### Instruction
Please count the lines in the items below that contain the string "green", treating uppercase and lowercase as different. Give only the number.
○ ○ ○ ○ ○
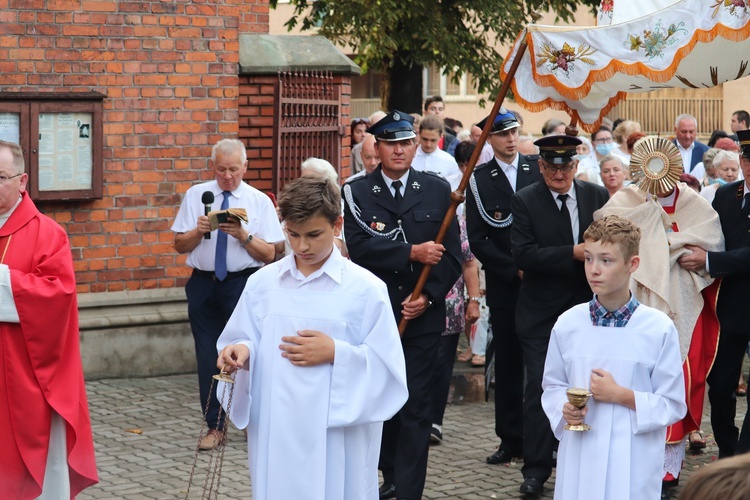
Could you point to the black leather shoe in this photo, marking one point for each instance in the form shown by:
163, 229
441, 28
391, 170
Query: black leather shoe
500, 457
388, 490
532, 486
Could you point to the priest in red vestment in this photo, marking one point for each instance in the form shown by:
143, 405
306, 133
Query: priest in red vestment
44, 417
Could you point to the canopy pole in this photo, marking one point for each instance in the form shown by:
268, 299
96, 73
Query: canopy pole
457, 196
○ ○ ○ ○ ○
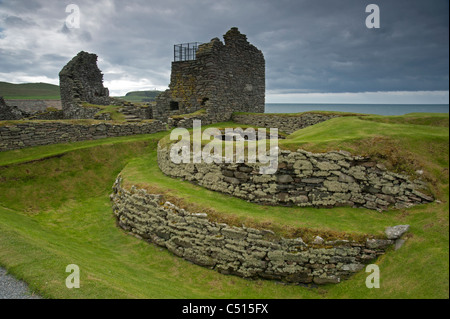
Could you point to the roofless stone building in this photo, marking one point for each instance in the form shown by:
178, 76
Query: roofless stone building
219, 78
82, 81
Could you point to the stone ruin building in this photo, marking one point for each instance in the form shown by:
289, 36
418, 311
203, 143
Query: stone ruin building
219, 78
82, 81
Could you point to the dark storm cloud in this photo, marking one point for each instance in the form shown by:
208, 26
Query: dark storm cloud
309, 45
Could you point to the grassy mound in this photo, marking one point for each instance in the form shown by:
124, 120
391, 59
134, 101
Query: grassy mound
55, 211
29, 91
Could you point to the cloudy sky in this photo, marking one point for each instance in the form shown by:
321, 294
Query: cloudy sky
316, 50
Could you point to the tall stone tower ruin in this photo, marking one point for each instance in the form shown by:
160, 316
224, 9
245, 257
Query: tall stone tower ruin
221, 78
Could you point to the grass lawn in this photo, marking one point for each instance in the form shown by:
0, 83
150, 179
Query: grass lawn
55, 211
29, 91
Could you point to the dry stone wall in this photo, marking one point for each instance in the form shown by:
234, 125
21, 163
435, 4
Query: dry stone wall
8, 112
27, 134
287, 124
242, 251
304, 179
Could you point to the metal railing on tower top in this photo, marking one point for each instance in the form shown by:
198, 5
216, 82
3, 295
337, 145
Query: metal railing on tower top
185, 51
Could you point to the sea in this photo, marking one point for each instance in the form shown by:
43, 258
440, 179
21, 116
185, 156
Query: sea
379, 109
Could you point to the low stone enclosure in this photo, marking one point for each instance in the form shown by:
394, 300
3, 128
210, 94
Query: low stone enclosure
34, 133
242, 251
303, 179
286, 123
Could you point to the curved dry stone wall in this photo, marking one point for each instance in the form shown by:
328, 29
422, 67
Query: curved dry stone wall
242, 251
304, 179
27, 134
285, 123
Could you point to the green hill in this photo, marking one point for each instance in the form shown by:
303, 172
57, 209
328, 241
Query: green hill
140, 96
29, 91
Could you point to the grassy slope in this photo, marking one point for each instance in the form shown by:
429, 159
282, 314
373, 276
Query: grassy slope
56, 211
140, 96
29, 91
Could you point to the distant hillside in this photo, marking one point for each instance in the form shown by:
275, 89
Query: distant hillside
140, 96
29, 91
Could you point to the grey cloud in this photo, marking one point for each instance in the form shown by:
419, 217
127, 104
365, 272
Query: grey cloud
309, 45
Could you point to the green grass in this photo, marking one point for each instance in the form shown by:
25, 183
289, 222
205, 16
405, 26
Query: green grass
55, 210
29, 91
○ ○ ○ ○ ○
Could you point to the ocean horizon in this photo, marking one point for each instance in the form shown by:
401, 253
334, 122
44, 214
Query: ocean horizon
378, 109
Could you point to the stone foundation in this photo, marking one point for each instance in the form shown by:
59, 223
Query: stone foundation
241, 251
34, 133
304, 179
○ ○ ○ ○ ○
### Exercise answer
4